* **WORK TO BE COMPLETED**
Return all of the data exactly as given.

* **RECORDS FOR PROCESSING**
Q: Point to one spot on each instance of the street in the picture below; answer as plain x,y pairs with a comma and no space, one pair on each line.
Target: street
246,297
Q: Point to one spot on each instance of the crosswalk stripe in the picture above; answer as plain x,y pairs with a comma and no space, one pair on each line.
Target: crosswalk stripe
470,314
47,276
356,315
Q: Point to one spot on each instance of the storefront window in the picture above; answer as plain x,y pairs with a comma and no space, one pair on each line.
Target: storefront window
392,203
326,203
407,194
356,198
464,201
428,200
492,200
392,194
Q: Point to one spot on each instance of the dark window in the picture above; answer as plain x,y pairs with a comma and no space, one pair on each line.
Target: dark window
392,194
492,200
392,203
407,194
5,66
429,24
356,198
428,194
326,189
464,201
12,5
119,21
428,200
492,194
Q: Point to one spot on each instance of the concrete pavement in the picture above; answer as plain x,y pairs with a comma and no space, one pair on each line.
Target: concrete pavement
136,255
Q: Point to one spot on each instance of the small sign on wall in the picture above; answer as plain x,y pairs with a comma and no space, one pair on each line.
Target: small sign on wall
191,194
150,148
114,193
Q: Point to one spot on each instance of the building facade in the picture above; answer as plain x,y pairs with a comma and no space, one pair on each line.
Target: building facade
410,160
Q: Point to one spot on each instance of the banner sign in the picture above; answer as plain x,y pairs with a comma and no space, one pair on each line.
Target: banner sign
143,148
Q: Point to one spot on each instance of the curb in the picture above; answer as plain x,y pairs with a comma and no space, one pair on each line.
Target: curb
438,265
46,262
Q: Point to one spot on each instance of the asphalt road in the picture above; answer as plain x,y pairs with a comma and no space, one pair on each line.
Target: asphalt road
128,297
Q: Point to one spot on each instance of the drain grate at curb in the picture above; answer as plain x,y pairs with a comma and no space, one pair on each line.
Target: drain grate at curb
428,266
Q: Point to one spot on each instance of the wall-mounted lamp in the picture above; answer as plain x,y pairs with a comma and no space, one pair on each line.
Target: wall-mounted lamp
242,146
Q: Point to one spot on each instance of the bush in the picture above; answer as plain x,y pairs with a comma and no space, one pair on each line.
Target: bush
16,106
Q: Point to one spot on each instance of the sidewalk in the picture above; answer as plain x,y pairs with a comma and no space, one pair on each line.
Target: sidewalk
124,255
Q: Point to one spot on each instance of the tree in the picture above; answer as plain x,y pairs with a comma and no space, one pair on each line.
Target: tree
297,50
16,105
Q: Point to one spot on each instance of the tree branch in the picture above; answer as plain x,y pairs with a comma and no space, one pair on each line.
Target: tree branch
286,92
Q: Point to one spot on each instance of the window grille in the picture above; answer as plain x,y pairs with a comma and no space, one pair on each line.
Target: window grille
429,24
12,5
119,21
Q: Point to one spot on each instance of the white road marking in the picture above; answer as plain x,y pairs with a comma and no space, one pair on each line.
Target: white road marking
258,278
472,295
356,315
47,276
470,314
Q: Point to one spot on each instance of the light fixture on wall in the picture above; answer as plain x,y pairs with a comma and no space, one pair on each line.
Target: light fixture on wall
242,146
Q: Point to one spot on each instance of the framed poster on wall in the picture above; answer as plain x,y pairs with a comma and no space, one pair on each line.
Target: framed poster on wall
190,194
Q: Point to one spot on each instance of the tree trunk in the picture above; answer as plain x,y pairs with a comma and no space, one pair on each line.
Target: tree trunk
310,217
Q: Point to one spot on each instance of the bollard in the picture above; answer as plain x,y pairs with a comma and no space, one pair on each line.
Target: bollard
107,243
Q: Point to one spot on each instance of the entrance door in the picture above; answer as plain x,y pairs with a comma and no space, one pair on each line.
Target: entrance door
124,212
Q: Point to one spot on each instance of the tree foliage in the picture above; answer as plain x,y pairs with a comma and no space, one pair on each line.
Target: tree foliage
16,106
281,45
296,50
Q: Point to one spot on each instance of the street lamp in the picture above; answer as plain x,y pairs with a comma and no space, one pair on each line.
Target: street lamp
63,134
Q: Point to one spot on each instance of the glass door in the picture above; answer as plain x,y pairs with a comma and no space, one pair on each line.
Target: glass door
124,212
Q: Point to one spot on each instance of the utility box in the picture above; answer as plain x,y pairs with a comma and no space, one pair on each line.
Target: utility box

* **RESULT OF THIS TASK**
Q: Point to one spot on each instance of the street in the picture below; answer as plain x,y pairs with a comma and no space, one pair on each line.
Target: street
246,297
Q: Point to one spot on each instance of the crosswalk stripe in the picture above; answer as plain x,y pairs with a comma and no space, one pair on each line.
Target: crosswalk stripe
470,314
47,276
356,315
Q: Point to one spot on each instance of the storefront window in the picture above; answer as plain x,y pairs with a comma and no space, one pair on each line.
Target: storefront window
392,203
326,203
407,194
356,198
464,201
428,200
492,200
392,194
Q: Point to one spot on each instance of the dark window in the picture above; answer as plain x,y pairs with a comma and no space, one pair on each line.
Target: dark window
392,194
492,200
392,203
407,194
5,66
429,24
356,198
428,194
326,189
464,201
12,5
119,21
428,200
492,194
Q: Point to one spot on each instance of the concrete pavement in the picture above; answer as plain x,y pairs with a comma and no space, one pair on each line.
Target: concrete pavement
136,255
Q: Point to one spot on each instance of the small sign on wall in the picture above; answer as plain x,y pairs with a comma and no space, one pair on each line.
Target: small sign on wall
191,194
150,148
114,193
Q: Point to one spot on each instance of the building facade in the picture above; answer as plain x,y pairs with a comma and no space, one pair on each line.
Target: building facade
410,160
Q: Point to one spot on each instance of the banner sign in the picture above; answer as plain x,y pairs with a comma and no space, one pair on each line.
Target: banner sign
143,148
Q: Point to one spot on each instance of the curb in the picture above; answer as plain x,y pairs with a comma and no space, one pair on each line.
Target: curb
438,265
46,262
Q: Point to one spot on each instance of the asphalt road in the picture above; answer as plain x,y pairs with a comma and no space, one pair on each line.
Target: asphalt road
128,297
Q: Point to one spot on each instance of the drain grate at curb in the picture above; answer as plain x,y pairs with a comma and no space, one pair on each line.
Target: drain grate at curb
428,266
Q: Point to one spot on each instance of the wall-mounted lamp in the picture above; answer as plain x,y pairs with a comma and no space, one pair on each line.
Target: wall-mounted lamp
242,146
Q: Point to one spot on each instance of the bush in the picture above; answer as plain x,y pairs with a comma and no space, one pair on each line.
Target: bush
16,106
Q: Point to one spot on each instance of the sidewalk in the picture above; answer as plain x,y pairs with a comma and no space, one pair on each line.
Target: sidewalk
124,255
Q: Point to one spot on each instance of the tree in the picture above; answer as plain x,y pairs with a comma and no space, one pair on each line.
Target: tree
297,50
16,105
Q: Point to one spot on each instance of the tree branch in the picture above; answer as plain x,y pairs with a comma and no space, one pair on each line.
Target: tree branch
286,92
Q: Point to one spot on each instance of the window grille in the picture above; answer as plain x,y pairs with a comma and no space, one pair on each line.
Target: window grille
429,24
12,5
119,21
Q: Point to one spot on each instance of the white road marking in the picture above; answer as plain x,y pairs with a comma and no space, one pair on each line.
Target: white road marking
258,278
472,295
356,315
47,276
470,314
Q: Point to one spot on each instance of the light fixture on wall in the picture above; answer as plain x,y pairs with a comma and no space, one pair on each line.
Target: light fixture on wall
242,146
Q: Point to one spot on each instance of the framed poster on wall in the picture above; answer as plain x,y pairs with a comma and no space, one pair on each line.
Target: framed poster on wall
190,194
Q: Point to one spot on each instance of the tree trunk in the picture above; answer as plain x,y pairs with a comma and no space, one pair on each line.
Target: tree trunk
310,217
Q: Point to one spot on each instance of the bollard in the picture above; answer as plain x,y pairs with a comma and no space, one pair on each line.
Target: bollard
107,243
Q: Point to one spot on each instance of the entrance door in the picture above; answer as plain x,y pairs with a comma and no space, one pair on each line.
Target: entrance door
124,212
Q: Point to one spot on each instance of the tree foliage in the picture above; answer as plain x,y pairs with a comma and no space, one pair on each line.
Target: tree foliage
16,106
281,45
296,50
Q: Point to one spot on each instance of the street lamp in the picture above; answer as plain x,y pairs with a comma and no space, one pair on each line.
Target: street lamp
63,134
Q: Point to one spot on each instance of the glass door in the picture above; answer as plain x,y pairs with a comma and no space, one pair on each line.
Target: glass door
124,212
Q: Point to one spot on each instance of the utility box in the picture above; answer as plain x,y pairs with a comma and no space, one pair on each line.
Target: utility box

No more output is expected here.